◆ Exercise details
Return the portion of the Rule 431(b) text between "In 2007, the" and "Comments, at lxxix.", inclusive, copied word for word.

In 1984, our supreme court declared: "[E]ssential to the qualification of jurors in a
criminal case is that they know that a defendant is presumed innocent, that he is not required to
offer any evidence in his own behalf, that he must be proved guilty beyond a reasonable doubt,
and that his failure to testify in his own behalf cannot be held against him." Zehr, 103 Ill. 2d at
477.
In 1997, the supreme court amended Rule 431(b) to require the Zehr questions be asked
when requested by the defendant by replacing the word "may" with "shall." 177 Ill. 2d R. 431(b).
In 2007, the supreme court again amended Rule 431(b) to place "an affirmative sua sponte duty
on the trial courts to ask potential jurors in each and every case whether they understand and
accept the Zehr principles." People v. Graham, 393 Ill. App. 3d 268, 273, 913 N.E.2d 99 (2009);
Official Reports Advance Sheet No. 8 (April 11, 2007), R. 431(b), eff. May 1, 2007. The
Committee Comments continue to state that the rule "seeks to end the practice where the judge
makes a broad statement of the applicable law followed by a general question concerning the
juror's willingness to follow the law." 177 Ill. 2d R. 431(b), Committee Comments, at lxxix.

◆ Raw data
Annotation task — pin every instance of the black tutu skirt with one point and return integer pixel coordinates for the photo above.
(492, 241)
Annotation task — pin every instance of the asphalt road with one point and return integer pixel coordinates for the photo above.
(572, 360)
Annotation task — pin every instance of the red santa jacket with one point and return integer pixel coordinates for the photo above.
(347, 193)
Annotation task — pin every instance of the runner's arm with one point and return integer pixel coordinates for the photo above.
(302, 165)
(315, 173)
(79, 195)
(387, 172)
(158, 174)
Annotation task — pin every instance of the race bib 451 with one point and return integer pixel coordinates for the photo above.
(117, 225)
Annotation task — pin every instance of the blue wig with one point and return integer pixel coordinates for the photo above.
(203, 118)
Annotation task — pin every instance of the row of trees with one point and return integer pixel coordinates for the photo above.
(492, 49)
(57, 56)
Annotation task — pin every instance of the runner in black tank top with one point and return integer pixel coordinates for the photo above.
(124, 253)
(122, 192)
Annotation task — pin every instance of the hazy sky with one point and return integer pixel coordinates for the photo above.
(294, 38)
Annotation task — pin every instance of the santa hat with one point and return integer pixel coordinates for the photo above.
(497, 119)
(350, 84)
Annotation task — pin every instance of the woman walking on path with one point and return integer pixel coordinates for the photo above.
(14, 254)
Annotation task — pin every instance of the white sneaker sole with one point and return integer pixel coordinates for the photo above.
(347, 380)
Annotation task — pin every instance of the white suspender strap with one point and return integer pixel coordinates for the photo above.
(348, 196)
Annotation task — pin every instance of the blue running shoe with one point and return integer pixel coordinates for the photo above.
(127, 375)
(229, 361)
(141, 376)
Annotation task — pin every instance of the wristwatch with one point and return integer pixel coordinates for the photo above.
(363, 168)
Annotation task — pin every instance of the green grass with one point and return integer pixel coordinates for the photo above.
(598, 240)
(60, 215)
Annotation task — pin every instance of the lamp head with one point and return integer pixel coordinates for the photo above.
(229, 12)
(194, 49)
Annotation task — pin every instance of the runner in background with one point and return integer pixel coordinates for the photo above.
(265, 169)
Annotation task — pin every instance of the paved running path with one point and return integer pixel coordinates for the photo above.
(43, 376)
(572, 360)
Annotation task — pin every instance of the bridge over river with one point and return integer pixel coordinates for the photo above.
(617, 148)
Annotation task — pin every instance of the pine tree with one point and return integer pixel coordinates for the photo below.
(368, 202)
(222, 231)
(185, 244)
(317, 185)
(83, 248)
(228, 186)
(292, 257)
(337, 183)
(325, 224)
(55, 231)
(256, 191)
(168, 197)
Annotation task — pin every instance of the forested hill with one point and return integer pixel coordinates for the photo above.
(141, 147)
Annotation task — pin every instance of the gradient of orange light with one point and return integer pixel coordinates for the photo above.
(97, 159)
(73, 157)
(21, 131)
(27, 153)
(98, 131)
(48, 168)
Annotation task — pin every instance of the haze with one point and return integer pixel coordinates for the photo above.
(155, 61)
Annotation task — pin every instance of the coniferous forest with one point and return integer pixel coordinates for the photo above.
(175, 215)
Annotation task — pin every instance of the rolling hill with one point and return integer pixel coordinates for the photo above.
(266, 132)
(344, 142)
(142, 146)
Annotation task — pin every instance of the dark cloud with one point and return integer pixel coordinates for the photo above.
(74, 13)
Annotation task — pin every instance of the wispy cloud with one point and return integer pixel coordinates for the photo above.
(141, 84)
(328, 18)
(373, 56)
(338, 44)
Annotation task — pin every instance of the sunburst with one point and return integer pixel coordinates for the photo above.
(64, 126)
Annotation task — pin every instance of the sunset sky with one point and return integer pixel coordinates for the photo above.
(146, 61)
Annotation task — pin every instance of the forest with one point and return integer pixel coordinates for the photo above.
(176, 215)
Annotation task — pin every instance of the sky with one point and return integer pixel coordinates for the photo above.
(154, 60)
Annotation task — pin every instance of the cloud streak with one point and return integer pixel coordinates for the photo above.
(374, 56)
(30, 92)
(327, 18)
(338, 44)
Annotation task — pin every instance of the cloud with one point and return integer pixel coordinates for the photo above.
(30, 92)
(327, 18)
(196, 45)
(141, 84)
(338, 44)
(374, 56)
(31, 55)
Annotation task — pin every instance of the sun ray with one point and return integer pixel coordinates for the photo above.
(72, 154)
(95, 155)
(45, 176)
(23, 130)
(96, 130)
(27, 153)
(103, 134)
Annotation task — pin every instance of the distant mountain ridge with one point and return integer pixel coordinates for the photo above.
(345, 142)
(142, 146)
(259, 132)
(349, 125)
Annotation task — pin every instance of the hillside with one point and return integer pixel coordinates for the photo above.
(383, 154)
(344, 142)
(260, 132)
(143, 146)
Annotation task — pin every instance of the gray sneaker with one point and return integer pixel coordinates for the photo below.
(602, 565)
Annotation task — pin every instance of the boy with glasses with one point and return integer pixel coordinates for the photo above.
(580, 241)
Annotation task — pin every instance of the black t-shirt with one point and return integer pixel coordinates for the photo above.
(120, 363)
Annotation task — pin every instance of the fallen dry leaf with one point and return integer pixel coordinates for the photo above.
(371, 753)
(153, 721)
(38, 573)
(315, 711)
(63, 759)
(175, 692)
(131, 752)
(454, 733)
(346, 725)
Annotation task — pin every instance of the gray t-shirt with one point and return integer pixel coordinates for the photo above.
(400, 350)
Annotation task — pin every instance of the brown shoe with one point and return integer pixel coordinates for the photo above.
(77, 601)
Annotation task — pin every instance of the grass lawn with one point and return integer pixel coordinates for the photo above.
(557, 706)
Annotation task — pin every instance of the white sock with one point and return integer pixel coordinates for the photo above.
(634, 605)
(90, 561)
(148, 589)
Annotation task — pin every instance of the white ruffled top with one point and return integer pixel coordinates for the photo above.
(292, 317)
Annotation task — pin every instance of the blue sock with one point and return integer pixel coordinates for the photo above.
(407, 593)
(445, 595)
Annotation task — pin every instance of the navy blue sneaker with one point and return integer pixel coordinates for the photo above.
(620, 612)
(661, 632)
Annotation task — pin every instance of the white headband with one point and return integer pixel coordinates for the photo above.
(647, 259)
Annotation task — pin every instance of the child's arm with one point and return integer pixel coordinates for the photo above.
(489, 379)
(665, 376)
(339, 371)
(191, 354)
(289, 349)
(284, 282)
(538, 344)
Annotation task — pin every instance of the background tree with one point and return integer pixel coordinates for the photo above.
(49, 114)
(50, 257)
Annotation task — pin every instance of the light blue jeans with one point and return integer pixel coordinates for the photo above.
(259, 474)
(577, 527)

◆ Expected output
In 2007, the supreme court again amended Rule 431(b) to place "an affirmative sua sponte duty
on the trial courts to ask potential jurors in each and every case whether they understand and
accept the Zehr principles." People v. Graham, 393 Ill. App. 3d 268, 273, 913 N.E.2d 99 (2009);
Official Reports Advance Sheet No. 8 (April 11, 2007), R. 431(b), eff. May 1, 2007. The
Committee Comments continue to state that the rule "seeks to end the practice where the judge
makes a broad statement of the applicable law followed by a general question concerning the
juror's willingness to follow the law." 177 Ill. 2d R. 431(b), Committee Comments, at lxxix.